With the exception of the pictures, transcribe the entire listing exactly.
[Opening Records for this task section]
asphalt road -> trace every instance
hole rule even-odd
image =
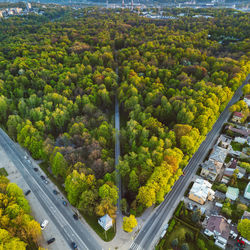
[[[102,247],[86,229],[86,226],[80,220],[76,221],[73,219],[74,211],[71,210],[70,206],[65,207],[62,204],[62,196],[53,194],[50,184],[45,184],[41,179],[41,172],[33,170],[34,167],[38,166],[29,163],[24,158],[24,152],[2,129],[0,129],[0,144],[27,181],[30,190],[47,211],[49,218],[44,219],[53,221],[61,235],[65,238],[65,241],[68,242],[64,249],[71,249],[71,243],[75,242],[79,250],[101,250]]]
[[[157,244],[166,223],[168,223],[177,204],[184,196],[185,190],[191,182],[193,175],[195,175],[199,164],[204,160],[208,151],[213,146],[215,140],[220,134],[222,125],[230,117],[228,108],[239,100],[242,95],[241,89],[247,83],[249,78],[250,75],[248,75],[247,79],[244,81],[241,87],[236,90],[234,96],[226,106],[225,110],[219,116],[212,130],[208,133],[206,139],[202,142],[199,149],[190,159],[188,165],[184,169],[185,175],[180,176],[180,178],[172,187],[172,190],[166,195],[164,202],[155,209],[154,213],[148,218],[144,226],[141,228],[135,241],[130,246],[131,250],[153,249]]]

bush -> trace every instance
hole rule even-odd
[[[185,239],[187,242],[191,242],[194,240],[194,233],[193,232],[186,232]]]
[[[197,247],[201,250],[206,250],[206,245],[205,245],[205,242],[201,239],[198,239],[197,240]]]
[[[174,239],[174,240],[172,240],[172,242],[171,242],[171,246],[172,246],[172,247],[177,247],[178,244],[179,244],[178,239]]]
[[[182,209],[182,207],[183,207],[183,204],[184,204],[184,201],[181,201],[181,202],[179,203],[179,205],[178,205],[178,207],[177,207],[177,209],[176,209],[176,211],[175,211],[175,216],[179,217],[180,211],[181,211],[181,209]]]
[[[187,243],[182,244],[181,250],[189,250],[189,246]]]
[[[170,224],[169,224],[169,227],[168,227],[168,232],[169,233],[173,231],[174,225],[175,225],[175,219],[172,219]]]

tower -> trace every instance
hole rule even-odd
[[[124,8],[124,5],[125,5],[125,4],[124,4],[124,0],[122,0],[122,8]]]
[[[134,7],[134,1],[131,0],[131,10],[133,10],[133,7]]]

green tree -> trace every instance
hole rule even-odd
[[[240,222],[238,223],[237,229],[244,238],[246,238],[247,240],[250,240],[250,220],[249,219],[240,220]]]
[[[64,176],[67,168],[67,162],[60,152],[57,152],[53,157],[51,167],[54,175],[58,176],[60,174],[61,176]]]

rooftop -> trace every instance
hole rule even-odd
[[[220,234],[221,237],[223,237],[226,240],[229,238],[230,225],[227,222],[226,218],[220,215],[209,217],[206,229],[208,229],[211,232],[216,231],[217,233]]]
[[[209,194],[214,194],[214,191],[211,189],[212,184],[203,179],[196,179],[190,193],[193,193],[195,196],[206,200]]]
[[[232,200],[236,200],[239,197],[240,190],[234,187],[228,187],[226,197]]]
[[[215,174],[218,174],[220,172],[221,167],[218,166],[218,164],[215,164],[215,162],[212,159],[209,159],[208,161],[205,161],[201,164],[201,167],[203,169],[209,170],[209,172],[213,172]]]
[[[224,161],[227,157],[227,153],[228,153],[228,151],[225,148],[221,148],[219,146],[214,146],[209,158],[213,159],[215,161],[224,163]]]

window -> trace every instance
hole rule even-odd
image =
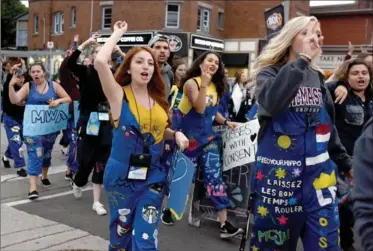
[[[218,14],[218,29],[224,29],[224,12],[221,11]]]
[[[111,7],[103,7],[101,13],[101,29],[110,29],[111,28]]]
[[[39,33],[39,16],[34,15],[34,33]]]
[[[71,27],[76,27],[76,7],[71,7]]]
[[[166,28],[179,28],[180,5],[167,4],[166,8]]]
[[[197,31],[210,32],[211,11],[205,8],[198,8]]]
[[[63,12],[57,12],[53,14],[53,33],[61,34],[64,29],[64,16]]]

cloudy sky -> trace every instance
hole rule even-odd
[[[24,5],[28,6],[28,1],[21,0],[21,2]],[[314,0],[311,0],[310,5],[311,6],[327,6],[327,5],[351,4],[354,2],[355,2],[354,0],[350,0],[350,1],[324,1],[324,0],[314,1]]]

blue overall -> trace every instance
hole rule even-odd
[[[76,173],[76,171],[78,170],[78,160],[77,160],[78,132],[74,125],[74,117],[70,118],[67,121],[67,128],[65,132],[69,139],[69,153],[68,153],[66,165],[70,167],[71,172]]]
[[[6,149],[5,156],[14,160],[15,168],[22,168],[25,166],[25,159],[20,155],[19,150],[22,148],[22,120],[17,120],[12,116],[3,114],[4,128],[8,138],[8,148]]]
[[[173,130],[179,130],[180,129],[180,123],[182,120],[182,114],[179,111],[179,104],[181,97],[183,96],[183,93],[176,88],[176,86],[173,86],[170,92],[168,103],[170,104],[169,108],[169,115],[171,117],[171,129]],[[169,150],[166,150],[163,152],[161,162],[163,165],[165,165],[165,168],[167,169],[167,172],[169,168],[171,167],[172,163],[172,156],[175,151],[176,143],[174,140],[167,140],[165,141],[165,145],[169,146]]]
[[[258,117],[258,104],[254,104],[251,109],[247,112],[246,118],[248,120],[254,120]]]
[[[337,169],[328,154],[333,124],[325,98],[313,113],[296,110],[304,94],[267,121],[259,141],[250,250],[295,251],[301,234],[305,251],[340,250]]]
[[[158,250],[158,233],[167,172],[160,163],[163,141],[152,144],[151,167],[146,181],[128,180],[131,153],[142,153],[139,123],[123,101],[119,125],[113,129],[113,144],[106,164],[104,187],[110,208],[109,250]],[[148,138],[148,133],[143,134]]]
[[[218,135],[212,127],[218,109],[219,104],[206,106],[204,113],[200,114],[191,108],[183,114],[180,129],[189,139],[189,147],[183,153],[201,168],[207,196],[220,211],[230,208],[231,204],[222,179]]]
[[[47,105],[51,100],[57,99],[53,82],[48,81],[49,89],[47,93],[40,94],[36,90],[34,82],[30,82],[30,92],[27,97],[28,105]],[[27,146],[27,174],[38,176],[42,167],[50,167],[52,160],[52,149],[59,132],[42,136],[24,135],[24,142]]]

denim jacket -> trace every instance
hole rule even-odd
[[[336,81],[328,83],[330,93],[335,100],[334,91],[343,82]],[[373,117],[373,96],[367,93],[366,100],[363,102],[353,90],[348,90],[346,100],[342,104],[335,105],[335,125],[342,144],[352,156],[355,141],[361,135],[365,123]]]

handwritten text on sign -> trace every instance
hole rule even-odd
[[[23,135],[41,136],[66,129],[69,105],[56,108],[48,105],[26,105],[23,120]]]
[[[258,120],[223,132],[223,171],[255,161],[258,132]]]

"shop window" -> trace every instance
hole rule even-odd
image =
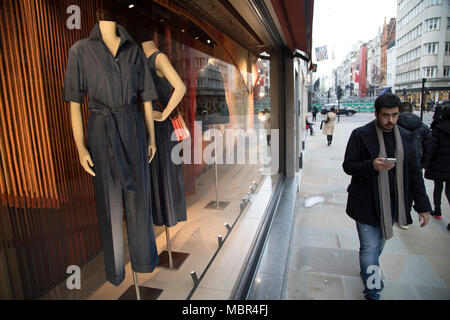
[Closing Records for this task section]
- _Task result_:
asphalt road -> trace every instance
hole rule even-odd
image =
[[[102,247],[86,229],[86,226],[80,220],[76,221],[73,219],[74,211],[71,210],[70,206],[65,207],[62,204],[62,196],[53,194],[50,184],[45,184],[41,179],[41,172],[33,170],[34,167],[38,166],[29,163],[24,158],[24,152],[2,129],[0,129],[0,144],[27,181],[30,190],[47,211],[49,218],[44,219],[53,221],[61,235],[65,238],[65,241],[68,242],[64,249],[71,249],[71,243],[75,242],[79,250],[101,250]]]
[[[157,244],[166,223],[168,223],[177,204],[184,196],[185,190],[191,182],[193,175],[195,175],[199,164],[204,160],[208,151],[213,146],[215,140],[220,134],[222,125],[230,117],[228,108],[239,100],[242,95],[241,89],[247,83],[249,78],[250,75],[248,75],[247,79],[244,81],[241,87],[236,90],[234,96],[226,106],[225,110],[219,116],[212,130],[208,133],[206,139],[202,142],[199,149],[190,159],[188,165],[184,169],[185,175],[180,176],[180,178],[172,187],[172,190],[166,195],[164,202],[155,209],[154,213],[148,218],[144,226],[141,228],[135,241],[130,246],[131,250],[153,249]]]

bush -> trace every instance
hole rule even-odd
[[[185,239],[187,242],[191,242],[194,240],[194,233],[193,232],[186,232]]]
[[[197,247],[201,250],[206,250],[206,245],[205,245],[205,242],[201,239],[198,239],[197,240]]]
[[[174,239],[174,240],[172,240],[172,242],[171,242],[171,246],[172,246],[172,247],[177,247],[178,244],[179,244],[178,239]]]
[[[182,209],[182,207],[183,207],[183,204],[184,204],[184,201],[181,201],[181,202],[179,203],[179,205],[178,205],[178,207],[177,207],[177,209],[176,209],[176,211],[175,211],[175,216],[179,217],[180,211],[181,211],[181,209]]]
[[[187,243],[182,244],[181,250],[189,250],[189,246]]]
[[[170,224],[169,224],[169,227],[168,227],[168,232],[169,233],[173,231],[174,225],[175,225],[175,219],[172,219]]]

tower -> trace every instance
hole rule even-odd
[[[124,8],[124,5],[125,5],[125,4],[124,4],[124,0],[122,0],[122,8]]]
[[[134,7],[134,1],[131,0],[131,10],[133,10],[133,7]]]

green tree -> trace every instance
hole rule even-odd
[[[240,222],[238,223],[237,229],[244,238],[246,238],[247,240],[250,240],[250,220],[249,219],[240,220]]]
[[[64,176],[67,168],[67,162],[60,152],[57,152],[53,157],[51,167],[54,175],[58,176],[60,174],[61,176]]]

rooftop -> trace every instance
hole rule even-odd
[[[220,234],[221,237],[223,237],[226,240],[229,238],[230,225],[227,222],[226,218],[220,215],[209,217],[206,229],[208,229],[211,232],[216,231],[217,233]]]
[[[209,194],[214,194],[214,191],[211,189],[212,184],[203,179],[196,179],[190,193],[193,193],[195,196],[206,200]]]
[[[232,200],[236,200],[239,197],[240,190],[234,187],[228,187],[226,197]]]
[[[215,174],[218,174],[220,172],[221,167],[218,166],[218,164],[215,164],[215,162],[212,159],[209,159],[208,161],[205,161],[201,164],[201,167],[203,169],[209,170],[209,172],[213,172]]]
[[[224,161],[227,157],[227,153],[228,153],[228,151],[225,148],[221,148],[219,146],[214,146],[209,158],[213,159],[215,161],[224,163]]]

window -> trace every instance
hole rule even-odd
image =
[[[218,14],[218,29],[224,29],[224,12],[221,11]]]
[[[111,7],[103,7],[101,13],[101,29],[110,29],[111,28]]]
[[[39,33],[39,16],[34,15],[34,33]]]
[[[71,27],[76,27],[76,7],[71,7]]]
[[[166,28],[179,28],[180,5],[167,4],[166,8]]]
[[[197,31],[210,32],[211,11],[205,8],[198,8]]]
[[[63,12],[57,12],[53,14],[53,33],[61,34],[64,29],[64,16]]]

cloudy sky -> trace every instance
hole rule even-odd
[[[24,5],[28,6],[28,1],[21,0],[21,2]],[[314,0],[311,0],[310,5],[311,6],[327,6],[327,5],[351,4],[354,2],[355,2],[354,0],[350,0],[350,1],[324,1],[324,0],[314,1]]]

blue overall -> trace every instance
hole rule even-odd
[[[76,173],[76,171],[78,170],[78,160],[77,160],[78,132],[74,125],[74,117],[70,118],[67,121],[67,128],[65,132],[69,139],[69,153],[68,153],[66,165],[70,167],[71,172]]]
[[[6,149],[5,156],[14,160],[15,168],[22,168],[25,166],[25,159],[20,155],[19,150],[22,148],[22,120],[17,120],[12,116],[3,114],[4,128],[8,138],[8,148]]]
[[[173,130],[179,130],[180,129],[180,123],[182,120],[182,114],[179,111],[179,104],[181,97],[183,96],[183,93],[176,88],[176,86],[173,86],[170,92],[168,103],[170,104],[169,108],[169,115],[171,117],[171,129]],[[169,150],[166,150],[163,152],[161,162],[163,165],[165,165],[165,168],[167,169],[167,172],[169,168],[171,167],[172,163],[172,156],[175,151],[176,143],[174,140],[167,140],[165,141],[165,145],[169,146]]]
[[[258,117],[258,104],[254,104],[251,109],[247,112],[246,118],[248,120],[254,120]]]
[[[337,169],[328,154],[333,124],[325,98],[313,113],[296,110],[304,94],[267,121],[259,141],[250,250],[295,251],[301,234],[305,251],[340,250]]]
[[[158,250],[158,233],[167,172],[160,163],[163,141],[152,144],[151,167],[146,181],[128,180],[131,153],[142,153],[139,123],[123,101],[119,125],[113,129],[113,144],[106,164],[104,187],[110,208],[109,250]],[[148,138],[148,133],[143,134]]]
[[[218,135],[212,127],[218,109],[219,104],[206,106],[204,113],[200,114],[191,108],[183,114],[180,129],[189,139],[189,147],[183,153],[201,168],[207,196],[220,211],[230,208],[231,204],[222,179]]]
[[[47,105],[51,100],[57,99],[53,82],[48,81],[49,89],[47,93],[40,94],[36,90],[34,82],[30,82],[30,92],[27,97],[28,105]],[[27,146],[27,174],[38,176],[42,167],[50,167],[52,160],[52,149],[59,132],[42,136],[24,135],[24,142]]]

denim jacket -> trace every instance
hole rule even-odd
[[[336,81],[328,83],[330,93],[335,100],[334,91],[343,82]],[[373,117],[373,96],[367,93],[366,100],[363,102],[353,90],[348,90],[346,100],[342,104],[335,105],[335,125],[342,144],[352,156],[355,141],[361,135],[365,123]]]

handwritten text on sign -> trace every instance
hole rule even-odd
[[[23,135],[41,136],[66,129],[69,105],[56,108],[48,105],[26,105],[23,120]]]
[[[258,120],[223,132],[223,171],[255,161],[258,132]]]

"shop window" -> trace every instance
hole rule even-odd
image =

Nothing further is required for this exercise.